_本文抜粋:_
((

栽培植物や家畜の起源は21世紀の熱い研究テーマ
現在の人類はイヌを飼いネコと遊び、ウシやブタやニワトリ、イネやコムギやダイズを食べ、カイコやヒツジやワタの出す繊維をまとって暮らしています。現在の人類はこれらの家畜や栽培植物がいないと生きていけません。
家畜と栽培植物は、私たちの祖先が1万年〜数千年間の品種改良によって、野生種の姿形や性質を変えて作り出したものです。その品種改良は徹底したもので、元の野生種がどれだったのか、見分けるのが難しいほどです。(ただしネコは野生種のリビアヤマネコと見かけがほとんど変わっていません。)
見分けるのが難しいため、家畜や栽培植物の野生種の同定は、科学研究の真剣なテーマとなってきました。そして前世紀までは、多くのけっこう重要な家畜や栽培植物も、元の野生種がどれだったのか分かっていませんでした。
例えば、イヌは家畜化されたオオカミですが、偉大な動物行動学者コンラート・ローレンツ(1903-1989)の1953年の著書『人 イヌにあう』には、イヌの祖先がジャッカルだと書いてあります。前世紀には、世界で一番イヌに詳しいローレンツ博士でさえ、イヌの野生種を正しく同定できていなかったのです。

))

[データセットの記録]
((

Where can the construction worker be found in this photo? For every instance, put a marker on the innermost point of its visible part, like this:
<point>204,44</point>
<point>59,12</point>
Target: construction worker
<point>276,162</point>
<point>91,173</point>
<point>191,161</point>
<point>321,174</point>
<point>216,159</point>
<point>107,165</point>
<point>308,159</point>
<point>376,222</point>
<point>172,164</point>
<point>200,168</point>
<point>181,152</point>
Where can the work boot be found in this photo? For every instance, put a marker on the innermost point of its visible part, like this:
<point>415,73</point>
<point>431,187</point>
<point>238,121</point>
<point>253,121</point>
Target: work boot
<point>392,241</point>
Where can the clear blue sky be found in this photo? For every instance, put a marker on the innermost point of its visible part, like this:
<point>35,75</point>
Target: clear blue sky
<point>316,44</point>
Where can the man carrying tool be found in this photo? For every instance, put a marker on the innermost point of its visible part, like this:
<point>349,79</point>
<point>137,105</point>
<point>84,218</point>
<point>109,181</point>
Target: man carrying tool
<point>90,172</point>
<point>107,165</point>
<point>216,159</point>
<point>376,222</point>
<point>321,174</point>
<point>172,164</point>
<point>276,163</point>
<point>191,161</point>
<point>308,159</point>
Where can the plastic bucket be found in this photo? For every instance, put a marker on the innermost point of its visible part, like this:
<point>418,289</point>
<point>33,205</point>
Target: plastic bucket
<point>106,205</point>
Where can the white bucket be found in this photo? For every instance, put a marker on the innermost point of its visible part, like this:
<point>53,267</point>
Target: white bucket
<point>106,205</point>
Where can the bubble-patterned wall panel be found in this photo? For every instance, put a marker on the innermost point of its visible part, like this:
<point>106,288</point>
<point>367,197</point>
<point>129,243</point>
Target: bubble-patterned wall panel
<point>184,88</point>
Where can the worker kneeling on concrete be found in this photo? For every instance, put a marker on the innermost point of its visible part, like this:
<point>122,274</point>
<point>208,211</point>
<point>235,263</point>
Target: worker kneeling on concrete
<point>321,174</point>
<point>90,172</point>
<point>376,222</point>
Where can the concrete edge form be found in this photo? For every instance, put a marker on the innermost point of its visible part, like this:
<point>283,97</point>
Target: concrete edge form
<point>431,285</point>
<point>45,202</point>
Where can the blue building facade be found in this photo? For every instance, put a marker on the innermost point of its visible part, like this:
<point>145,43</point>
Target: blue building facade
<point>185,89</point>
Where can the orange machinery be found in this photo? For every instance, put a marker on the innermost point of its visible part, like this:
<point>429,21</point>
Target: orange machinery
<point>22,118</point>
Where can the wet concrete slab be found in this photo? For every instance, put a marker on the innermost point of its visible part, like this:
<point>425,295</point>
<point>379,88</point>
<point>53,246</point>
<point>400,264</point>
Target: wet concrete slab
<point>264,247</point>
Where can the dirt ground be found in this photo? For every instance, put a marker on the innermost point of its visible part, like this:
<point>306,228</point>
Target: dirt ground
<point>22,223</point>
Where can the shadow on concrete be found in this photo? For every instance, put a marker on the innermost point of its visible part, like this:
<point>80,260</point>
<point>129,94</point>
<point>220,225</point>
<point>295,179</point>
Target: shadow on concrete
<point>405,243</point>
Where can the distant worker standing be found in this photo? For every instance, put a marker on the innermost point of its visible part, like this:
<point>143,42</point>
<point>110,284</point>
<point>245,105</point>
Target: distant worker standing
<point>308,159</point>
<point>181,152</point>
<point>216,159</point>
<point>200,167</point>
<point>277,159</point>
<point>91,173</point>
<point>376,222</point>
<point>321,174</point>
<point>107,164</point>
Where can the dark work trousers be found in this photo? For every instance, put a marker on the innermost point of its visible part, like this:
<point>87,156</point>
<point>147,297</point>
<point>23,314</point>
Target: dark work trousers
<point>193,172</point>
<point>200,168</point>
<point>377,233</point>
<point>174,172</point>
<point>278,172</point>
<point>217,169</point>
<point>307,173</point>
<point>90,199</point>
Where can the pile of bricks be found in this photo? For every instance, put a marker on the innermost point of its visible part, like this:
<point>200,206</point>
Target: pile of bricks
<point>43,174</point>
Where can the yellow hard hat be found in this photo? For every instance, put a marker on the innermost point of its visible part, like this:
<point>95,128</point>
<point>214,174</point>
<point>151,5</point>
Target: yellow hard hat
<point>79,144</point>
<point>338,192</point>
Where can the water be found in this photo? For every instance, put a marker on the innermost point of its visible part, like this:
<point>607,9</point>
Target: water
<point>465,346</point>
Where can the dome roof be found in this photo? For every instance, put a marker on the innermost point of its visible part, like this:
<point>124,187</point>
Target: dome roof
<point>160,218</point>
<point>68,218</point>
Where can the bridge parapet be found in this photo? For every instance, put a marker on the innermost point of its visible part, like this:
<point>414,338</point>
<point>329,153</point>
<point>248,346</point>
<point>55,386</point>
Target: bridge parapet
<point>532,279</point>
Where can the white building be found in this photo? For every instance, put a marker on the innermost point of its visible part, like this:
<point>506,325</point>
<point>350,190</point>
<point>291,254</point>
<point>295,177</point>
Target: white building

))

_作業指示:_
家畜と栽培植物の起源についての文章を、最後の文の後から書き継ぎなさい。

_解答:_
こうした事情は21世紀に一変しました。革命的なDNA読み取り技術が革命を起したのです。しかもこの技術は年々進歩し、20世紀末にはヒト1個体のDNAを読み取るのに13年もの年月と数十億ドルもの予算を必要としたのに、現在では、携帯可能な超高速PCR装置が100万円以下で買えます。生物学、医学、人類学、考古学、犯罪捜査といった分野はDNA読み取り技術によって予想外の進展を遂げつつあります。(ヒトゲノムプロジェクトに投じられた数十億ドルは科学史上類のない高リターンをもたらしました。)
家畜や栽培植物の場合、DNAの読み取りによって、野生種がどれだか確定するばかりでなく、いつ頃、どのような品種改良が加えられたなど、得られる情報量が桁違いになりました。ローレンツ博士もびっくりです。